*** Opening of Passage for review ***
Just this weekend, I visited a bio major friend in Chico and commented on the homeless population there. She said it was pretty large since people were sympathetic there. Most suffer from untreated mental illness because treatment is too expensive.

That experience put the exhibit in perspective. The contributors are doing well. They receive therapy and medication and still look at the world from the outside in. I came away thinking of the people in my world who are part of this community that I could possibly pull in.

11.12.2009

word #10

Found while stumbling upon...

Sheila-na-gig, noun: figurative carvings of naked women displaying their genitalia, typically found on churches, castles and other buildings throughout Ireland and Britain.

"Her suggestive pose, like that of the sheila-na-gig, referred to female sexual mysteries in particular."
Heinz Insu Felkner, The Mermaid

Sometimes, I think the girls posting their weekend pictures online think they're sheila-na-gigs.

11.04.2009

Japanese Internment Memorial

A bronze-cast block without fanfare or flash, San Jose’s Japanese Internment Memorial had never before caught my eye walking down Second Street until I took the time to examine the intricate details etched into the metal.
The monument is an aerial reflection Asawa’s life before and during internment, with one side looking over farm life and family and the other separation and camp life.
Walking around the memorial will lead the viewer along a time line, first with an explanation of typical life for Japanese-Americans and a display of family crests.
The relief of a typical day shows farm trucks and children running while mothers cook in kitchen but as the relief gets closer to the end, these trucks get filled with families headed toward badge-bearing officials.
*** Close of Passage for review ***
*** Opening of Given information ***
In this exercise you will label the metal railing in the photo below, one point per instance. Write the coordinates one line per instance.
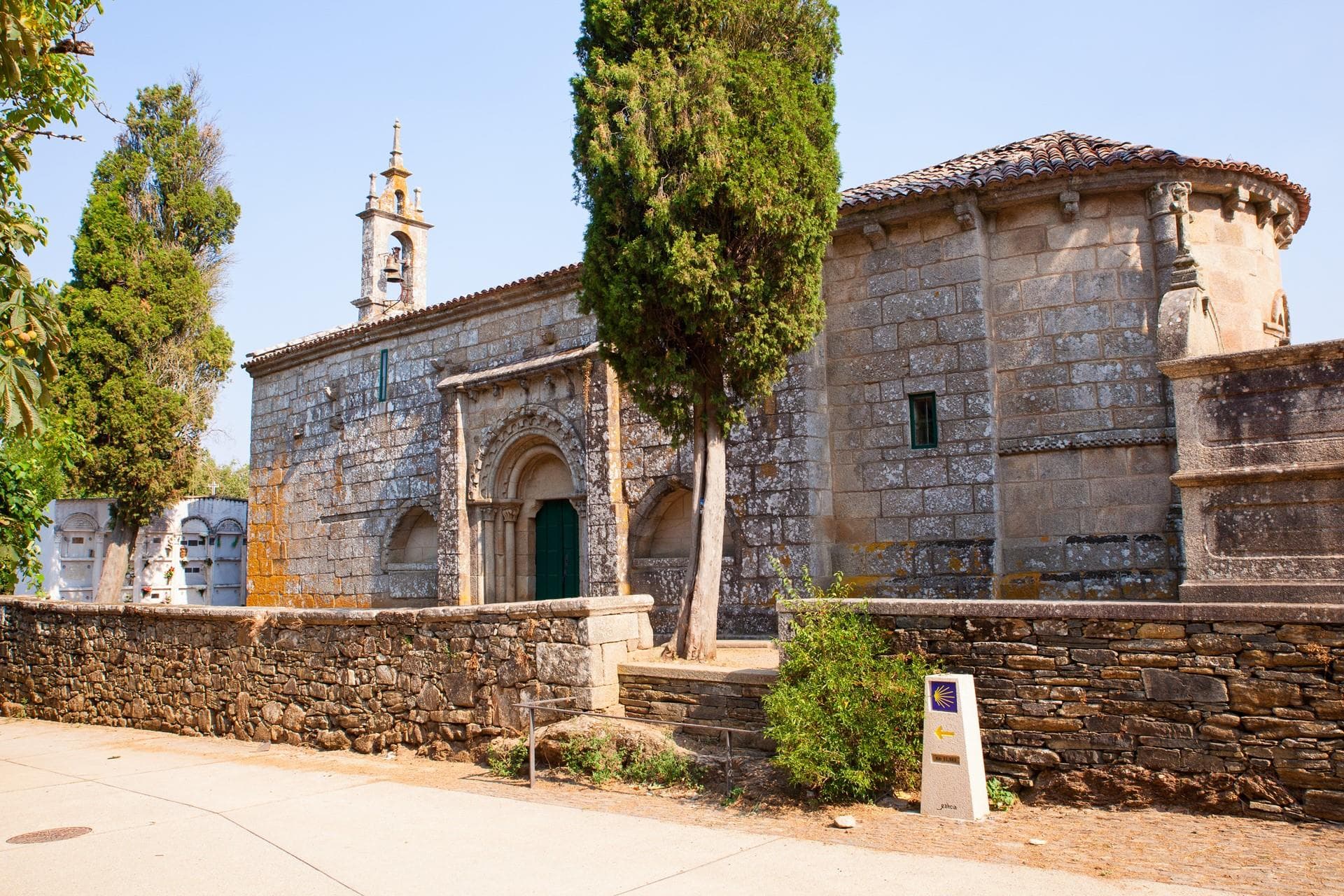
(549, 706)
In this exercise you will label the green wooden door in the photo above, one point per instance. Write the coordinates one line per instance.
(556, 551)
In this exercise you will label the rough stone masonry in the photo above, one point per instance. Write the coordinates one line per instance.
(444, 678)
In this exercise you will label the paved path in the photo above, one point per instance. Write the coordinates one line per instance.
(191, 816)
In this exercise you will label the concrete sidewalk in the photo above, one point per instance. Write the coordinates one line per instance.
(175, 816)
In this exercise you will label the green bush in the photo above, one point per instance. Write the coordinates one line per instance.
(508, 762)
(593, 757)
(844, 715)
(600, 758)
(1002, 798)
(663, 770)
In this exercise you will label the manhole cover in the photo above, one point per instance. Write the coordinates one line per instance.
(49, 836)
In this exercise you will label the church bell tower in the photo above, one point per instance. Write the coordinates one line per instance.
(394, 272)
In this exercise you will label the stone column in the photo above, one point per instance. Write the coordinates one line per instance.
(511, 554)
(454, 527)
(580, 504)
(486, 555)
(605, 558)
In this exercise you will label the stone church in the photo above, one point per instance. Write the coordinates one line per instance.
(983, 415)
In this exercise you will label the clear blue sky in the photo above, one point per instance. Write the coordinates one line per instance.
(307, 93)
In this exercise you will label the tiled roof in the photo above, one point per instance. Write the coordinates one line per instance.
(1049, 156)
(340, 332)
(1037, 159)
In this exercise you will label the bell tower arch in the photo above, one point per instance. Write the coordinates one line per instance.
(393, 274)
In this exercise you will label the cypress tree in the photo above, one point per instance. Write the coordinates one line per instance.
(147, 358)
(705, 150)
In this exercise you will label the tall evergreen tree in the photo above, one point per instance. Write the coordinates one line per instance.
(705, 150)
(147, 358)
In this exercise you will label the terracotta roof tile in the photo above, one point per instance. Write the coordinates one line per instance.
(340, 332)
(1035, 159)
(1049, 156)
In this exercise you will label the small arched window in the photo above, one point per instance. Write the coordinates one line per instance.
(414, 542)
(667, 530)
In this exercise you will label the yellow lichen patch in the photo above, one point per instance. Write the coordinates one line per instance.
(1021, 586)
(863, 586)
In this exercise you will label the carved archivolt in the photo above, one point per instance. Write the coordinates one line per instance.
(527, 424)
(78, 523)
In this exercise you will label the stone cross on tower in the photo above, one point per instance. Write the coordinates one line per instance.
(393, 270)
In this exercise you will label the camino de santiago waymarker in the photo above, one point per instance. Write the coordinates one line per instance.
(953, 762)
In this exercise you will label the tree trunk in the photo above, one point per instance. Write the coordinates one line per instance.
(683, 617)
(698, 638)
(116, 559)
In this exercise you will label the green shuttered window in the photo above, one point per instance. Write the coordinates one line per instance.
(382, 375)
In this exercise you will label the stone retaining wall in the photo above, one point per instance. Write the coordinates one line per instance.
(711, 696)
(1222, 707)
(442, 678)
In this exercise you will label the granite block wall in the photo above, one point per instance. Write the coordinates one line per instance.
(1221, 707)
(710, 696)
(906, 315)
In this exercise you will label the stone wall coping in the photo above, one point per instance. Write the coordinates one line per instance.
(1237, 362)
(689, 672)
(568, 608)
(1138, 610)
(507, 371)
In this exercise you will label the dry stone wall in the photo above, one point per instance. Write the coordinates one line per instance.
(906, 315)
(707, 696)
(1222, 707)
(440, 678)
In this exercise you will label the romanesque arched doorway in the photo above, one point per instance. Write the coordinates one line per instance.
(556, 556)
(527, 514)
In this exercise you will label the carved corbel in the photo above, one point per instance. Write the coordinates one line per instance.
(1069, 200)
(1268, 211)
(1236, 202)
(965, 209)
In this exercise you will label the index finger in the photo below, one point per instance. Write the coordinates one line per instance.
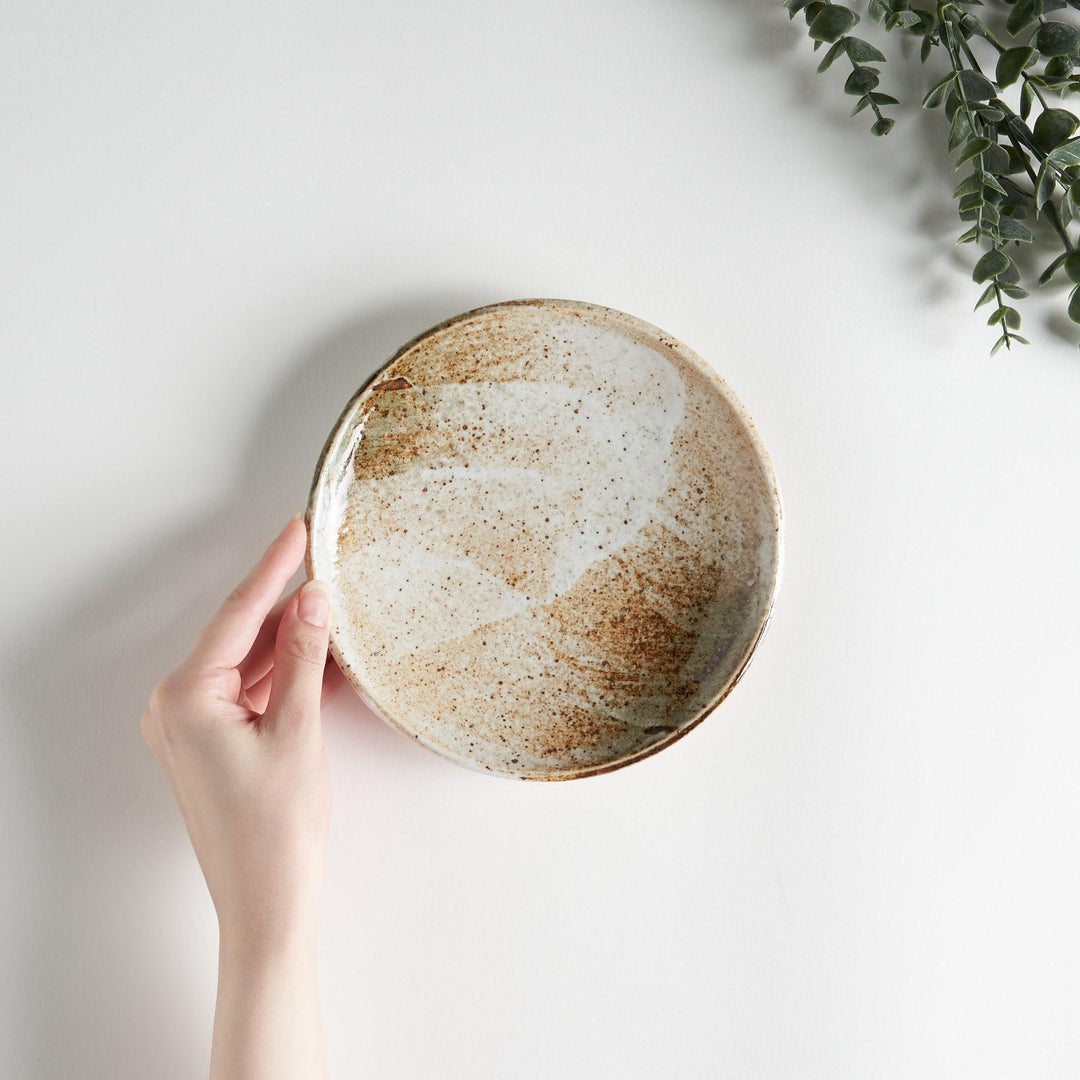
*** Close of Given information ***
▶ Problem 1
According to the blog excerpt, which street was the writer walking down when passing San Jose's Japanese Internment Memorial?
▶ Problem 2
Set down everything in the blog excerpt from "That experience put" down to "think they're sheila-na-gigs.", word for word.
The lines above are separate material with no connection to the blog excerpt.

▶ Exercise answer 1
Second Street.

▶ Exercise answer 2
That experience put the exhibit in perspective. The contributors are doing well. They receive therapy and medication and still look at the world from the outside in. I came away thinking of the people in my world who are part of this community that I could possibly pull in.

11.12.2009

word #10

Found while stumbling upon...

Sheila-na-gig, noun: figurative carvings of naked women displaying their genitalia, typically found on churches, castles and other buildings throughout Ireland and Britain.

"Her suggestive pose, like that of the sheila-na-gig, referred to female sexual mysteries in particular."
Heinz Insu Felkner, The Mermaid

Sometimes, I think the girls posting their weekend pictures online think they're sheila-na-gigs.